Box-labeled dataset extracts:
····················
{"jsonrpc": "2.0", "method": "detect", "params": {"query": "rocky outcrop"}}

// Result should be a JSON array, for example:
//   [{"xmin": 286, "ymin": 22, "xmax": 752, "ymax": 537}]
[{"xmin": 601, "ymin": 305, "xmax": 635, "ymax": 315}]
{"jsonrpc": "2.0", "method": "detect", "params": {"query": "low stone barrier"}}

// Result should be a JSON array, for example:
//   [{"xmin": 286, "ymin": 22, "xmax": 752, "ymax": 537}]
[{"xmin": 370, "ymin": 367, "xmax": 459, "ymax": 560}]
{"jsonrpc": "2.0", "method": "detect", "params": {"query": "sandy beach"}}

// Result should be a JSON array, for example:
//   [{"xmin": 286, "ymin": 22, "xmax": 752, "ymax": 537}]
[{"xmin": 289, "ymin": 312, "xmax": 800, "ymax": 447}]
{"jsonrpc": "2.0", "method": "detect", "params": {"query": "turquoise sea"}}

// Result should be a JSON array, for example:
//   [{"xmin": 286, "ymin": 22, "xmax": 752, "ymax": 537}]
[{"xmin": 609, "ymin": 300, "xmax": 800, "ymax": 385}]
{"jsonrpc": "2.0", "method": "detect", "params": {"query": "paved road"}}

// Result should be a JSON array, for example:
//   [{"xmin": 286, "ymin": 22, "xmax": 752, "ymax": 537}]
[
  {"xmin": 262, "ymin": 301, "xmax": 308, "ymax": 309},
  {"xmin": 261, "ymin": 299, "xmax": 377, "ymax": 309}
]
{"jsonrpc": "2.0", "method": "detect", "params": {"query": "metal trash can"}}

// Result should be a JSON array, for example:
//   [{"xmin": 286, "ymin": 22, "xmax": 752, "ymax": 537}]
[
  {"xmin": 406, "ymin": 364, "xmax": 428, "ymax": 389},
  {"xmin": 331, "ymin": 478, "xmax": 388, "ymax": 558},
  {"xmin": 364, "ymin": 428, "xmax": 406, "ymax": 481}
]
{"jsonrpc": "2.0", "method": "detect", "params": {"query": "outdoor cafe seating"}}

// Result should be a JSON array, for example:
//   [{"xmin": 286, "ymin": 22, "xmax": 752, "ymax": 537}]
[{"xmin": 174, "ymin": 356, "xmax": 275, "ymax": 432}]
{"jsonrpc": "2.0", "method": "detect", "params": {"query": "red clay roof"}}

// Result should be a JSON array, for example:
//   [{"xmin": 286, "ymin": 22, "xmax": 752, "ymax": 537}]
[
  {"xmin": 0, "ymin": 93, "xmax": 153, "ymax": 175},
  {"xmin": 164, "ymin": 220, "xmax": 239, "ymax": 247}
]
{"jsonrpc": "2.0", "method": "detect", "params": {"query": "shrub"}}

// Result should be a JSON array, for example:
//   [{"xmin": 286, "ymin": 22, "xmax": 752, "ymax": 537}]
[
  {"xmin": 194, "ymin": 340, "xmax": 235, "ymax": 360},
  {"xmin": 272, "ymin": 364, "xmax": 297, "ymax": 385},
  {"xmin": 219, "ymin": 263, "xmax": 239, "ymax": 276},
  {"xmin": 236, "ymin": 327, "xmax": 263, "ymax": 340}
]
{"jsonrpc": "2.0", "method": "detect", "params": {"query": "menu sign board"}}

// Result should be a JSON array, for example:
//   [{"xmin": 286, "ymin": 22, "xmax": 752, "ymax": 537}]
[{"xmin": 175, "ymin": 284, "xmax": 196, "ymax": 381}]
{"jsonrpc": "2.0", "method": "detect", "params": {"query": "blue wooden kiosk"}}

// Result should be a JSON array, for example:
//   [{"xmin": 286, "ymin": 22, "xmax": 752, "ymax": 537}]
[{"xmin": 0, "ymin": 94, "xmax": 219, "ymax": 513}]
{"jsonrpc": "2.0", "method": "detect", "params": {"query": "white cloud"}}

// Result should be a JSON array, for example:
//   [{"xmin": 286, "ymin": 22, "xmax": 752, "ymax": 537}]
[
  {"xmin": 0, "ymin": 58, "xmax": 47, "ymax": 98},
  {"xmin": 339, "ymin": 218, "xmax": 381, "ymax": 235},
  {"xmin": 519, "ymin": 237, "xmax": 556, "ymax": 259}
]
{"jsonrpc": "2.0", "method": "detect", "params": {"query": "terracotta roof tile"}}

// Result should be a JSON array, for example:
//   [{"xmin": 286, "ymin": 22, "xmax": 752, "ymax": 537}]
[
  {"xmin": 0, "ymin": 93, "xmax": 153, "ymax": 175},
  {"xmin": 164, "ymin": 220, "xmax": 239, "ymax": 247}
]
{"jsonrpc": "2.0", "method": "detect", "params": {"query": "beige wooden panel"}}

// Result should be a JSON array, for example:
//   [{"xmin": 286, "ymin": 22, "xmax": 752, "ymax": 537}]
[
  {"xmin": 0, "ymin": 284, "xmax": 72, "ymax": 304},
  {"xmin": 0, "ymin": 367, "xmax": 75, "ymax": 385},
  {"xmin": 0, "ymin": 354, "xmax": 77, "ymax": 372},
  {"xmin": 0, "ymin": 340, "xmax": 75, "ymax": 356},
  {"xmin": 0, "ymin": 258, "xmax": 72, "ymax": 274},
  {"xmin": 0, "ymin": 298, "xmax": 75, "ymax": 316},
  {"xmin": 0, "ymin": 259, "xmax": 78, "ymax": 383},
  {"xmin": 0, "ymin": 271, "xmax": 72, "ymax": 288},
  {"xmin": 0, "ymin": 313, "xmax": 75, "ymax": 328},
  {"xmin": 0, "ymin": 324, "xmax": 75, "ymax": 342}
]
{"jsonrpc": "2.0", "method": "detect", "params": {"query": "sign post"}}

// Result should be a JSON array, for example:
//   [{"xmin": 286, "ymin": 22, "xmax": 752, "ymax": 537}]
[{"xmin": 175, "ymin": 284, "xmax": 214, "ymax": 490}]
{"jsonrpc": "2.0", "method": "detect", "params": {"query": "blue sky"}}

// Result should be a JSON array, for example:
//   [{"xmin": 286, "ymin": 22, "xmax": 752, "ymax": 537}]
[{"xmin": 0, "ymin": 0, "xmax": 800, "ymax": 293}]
····················
▶ [Given instruction]:
Your task is to transcribe the material exactly.

▶ [Answer to the exercise]:
{"jsonrpc": "2.0", "method": "detect", "params": {"query": "rocky outcrop"}}

// Result should be a JSON array, for example:
//   [{"xmin": 286, "ymin": 22, "xmax": 752, "ymax": 537}]
[{"xmin": 601, "ymin": 305, "xmax": 635, "ymax": 315}]
{"jsonrpc": "2.0", "method": "detect", "params": {"query": "low stone barrier"}}

// Result should be a JSON array, for example:
//   [{"xmin": 286, "ymin": 22, "xmax": 752, "ymax": 537}]
[{"xmin": 370, "ymin": 367, "xmax": 459, "ymax": 560}]
{"jsonrpc": "2.0", "method": "detect", "params": {"query": "sandy beach"}}

// Result should be a JSON array, for example:
//   [{"xmin": 286, "ymin": 22, "xmax": 752, "ymax": 537}]
[{"xmin": 289, "ymin": 312, "xmax": 800, "ymax": 447}]
{"jsonrpc": "2.0", "method": "detect", "params": {"query": "turquoise sea"}}

// Result should be a JSON array, for example:
//   [{"xmin": 286, "ymin": 22, "xmax": 752, "ymax": 537}]
[{"xmin": 609, "ymin": 300, "xmax": 800, "ymax": 385}]
{"jsonrpc": "2.0", "method": "detect", "params": {"query": "paved road"}}

// Result should be a JSON array, for example:
//   [{"xmin": 286, "ymin": 22, "xmax": 752, "ymax": 537}]
[
  {"xmin": 262, "ymin": 301, "xmax": 308, "ymax": 309},
  {"xmin": 261, "ymin": 299, "xmax": 377, "ymax": 309}
]
{"jsonrpc": "2.0", "method": "detect", "params": {"query": "metal trash can"}}

// Result should be a JSON array, for example:
//   [{"xmin": 286, "ymin": 22, "xmax": 752, "ymax": 537}]
[
  {"xmin": 406, "ymin": 364, "xmax": 428, "ymax": 389},
  {"xmin": 331, "ymin": 478, "xmax": 388, "ymax": 558},
  {"xmin": 364, "ymin": 428, "xmax": 406, "ymax": 481}
]
{"jsonrpc": "2.0", "method": "detect", "params": {"query": "outdoor cafe seating"}}

// Result should be a JSON array, for example:
//   [{"xmin": 286, "ymin": 22, "xmax": 752, "ymax": 537}]
[{"xmin": 174, "ymin": 356, "xmax": 275, "ymax": 432}]
{"jsonrpc": "2.0", "method": "detect", "params": {"query": "red clay roof"}}

// Result should be a JSON array, for example:
//   [{"xmin": 286, "ymin": 22, "xmax": 752, "ymax": 537}]
[
  {"xmin": 0, "ymin": 93, "xmax": 153, "ymax": 175},
  {"xmin": 164, "ymin": 220, "xmax": 239, "ymax": 247}
]
{"jsonrpc": "2.0", "method": "detect", "params": {"query": "shrub"}}

// Result should be a JSON array, for example:
//   [{"xmin": 286, "ymin": 22, "xmax": 752, "ymax": 537}]
[
  {"xmin": 194, "ymin": 340, "xmax": 235, "ymax": 360},
  {"xmin": 272, "ymin": 364, "xmax": 297, "ymax": 385},
  {"xmin": 219, "ymin": 263, "xmax": 239, "ymax": 276},
  {"xmin": 236, "ymin": 327, "xmax": 263, "ymax": 340}
]
{"jsonrpc": "2.0", "method": "detect", "params": {"query": "menu sign board"}}

// Result should be a JSON array, for example:
//   [{"xmin": 286, "ymin": 22, "xmax": 752, "ymax": 537}]
[{"xmin": 175, "ymin": 284, "xmax": 196, "ymax": 381}]
{"jsonrpc": "2.0", "method": "detect", "params": {"query": "blue wooden kiosk"}}

// Result should be a JSON array, for example:
//   [{"xmin": 286, "ymin": 22, "xmax": 752, "ymax": 537}]
[{"xmin": 0, "ymin": 94, "xmax": 219, "ymax": 513}]
{"jsonrpc": "2.0", "method": "detect", "params": {"query": "white cloud"}}

// Result should be a JSON array, for example:
//   [{"xmin": 286, "ymin": 22, "xmax": 752, "ymax": 537}]
[
  {"xmin": 0, "ymin": 58, "xmax": 47, "ymax": 98},
  {"xmin": 339, "ymin": 218, "xmax": 381, "ymax": 235},
  {"xmin": 519, "ymin": 237, "xmax": 556, "ymax": 259}
]
{"jsonrpc": "2.0", "method": "detect", "params": {"query": "terracotta roof tile"}}

// Result should be a JSON array, for example:
//   [{"xmin": 286, "ymin": 22, "xmax": 752, "ymax": 537}]
[
  {"xmin": 0, "ymin": 93, "xmax": 153, "ymax": 175},
  {"xmin": 164, "ymin": 220, "xmax": 239, "ymax": 247}
]
{"jsonrpc": "2.0", "method": "detect", "params": {"query": "beige wooden panel"}}

// Result should be a JSON array, for example:
//   [{"xmin": 286, "ymin": 22, "xmax": 752, "ymax": 537}]
[
  {"xmin": 0, "ymin": 284, "xmax": 72, "ymax": 304},
  {"xmin": 0, "ymin": 367, "xmax": 75, "ymax": 385},
  {"xmin": 0, "ymin": 354, "xmax": 77, "ymax": 372},
  {"xmin": 0, "ymin": 340, "xmax": 75, "ymax": 356},
  {"xmin": 0, "ymin": 258, "xmax": 72, "ymax": 274},
  {"xmin": 0, "ymin": 298, "xmax": 75, "ymax": 316},
  {"xmin": 0, "ymin": 259, "xmax": 78, "ymax": 383},
  {"xmin": 0, "ymin": 271, "xmax": 72, "ymax": 288},
  {"xmin": 0, "ymin": 313, "xmax": 75, "ymax": 328},
  {"xmin": 0, "ymin": 324, "xmax": 75, "ymax": 342}
]
{"jsonrpc": "2.0", "method": "detect", "params": {"query": "sign post"}}

// Result should be a JSON array, for example:
//   [{"xmin": 286, "ymin": 22, "xmax": 752, "ymax": 537}]
[{"xmin": 175, "ymin": 284, "xmax": 214, "ymax": 490}]
{"jsonrpc": "2.0", "method": "detect", "params": {"query": "blue sky"}}

// Result should be a JSON array, for example:
//   [{"xmin": 286, "ymin": 22, "xmax": 752, "ymax": 537}]
[{"xmin": 0, "ymin": 0, "xmax": 800, "ymax": 293}]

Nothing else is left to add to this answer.